STATED EXERCISE:
Pick out each line in the items below that contains the word "Target", and copy those lines.

DATA TO PROCESS:
* * * * *
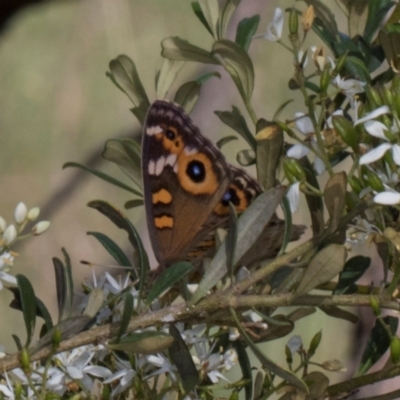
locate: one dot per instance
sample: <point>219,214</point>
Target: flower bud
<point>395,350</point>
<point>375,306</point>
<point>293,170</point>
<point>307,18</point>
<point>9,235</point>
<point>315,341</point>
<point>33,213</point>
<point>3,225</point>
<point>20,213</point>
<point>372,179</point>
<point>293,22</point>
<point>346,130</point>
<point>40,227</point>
* * * * *
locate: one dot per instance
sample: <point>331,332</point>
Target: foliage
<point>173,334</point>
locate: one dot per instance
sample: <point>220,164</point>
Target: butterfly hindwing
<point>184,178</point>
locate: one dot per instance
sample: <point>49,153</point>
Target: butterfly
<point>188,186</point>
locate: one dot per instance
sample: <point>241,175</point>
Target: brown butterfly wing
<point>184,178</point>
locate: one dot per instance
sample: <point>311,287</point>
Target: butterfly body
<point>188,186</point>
* * * * *
FINISHED EXERCISE:
Target: flower bud
Target: foliage
Target: butterfly hindwing
Target: butterfly
Target: brown butterfly wing
Target: butterfly body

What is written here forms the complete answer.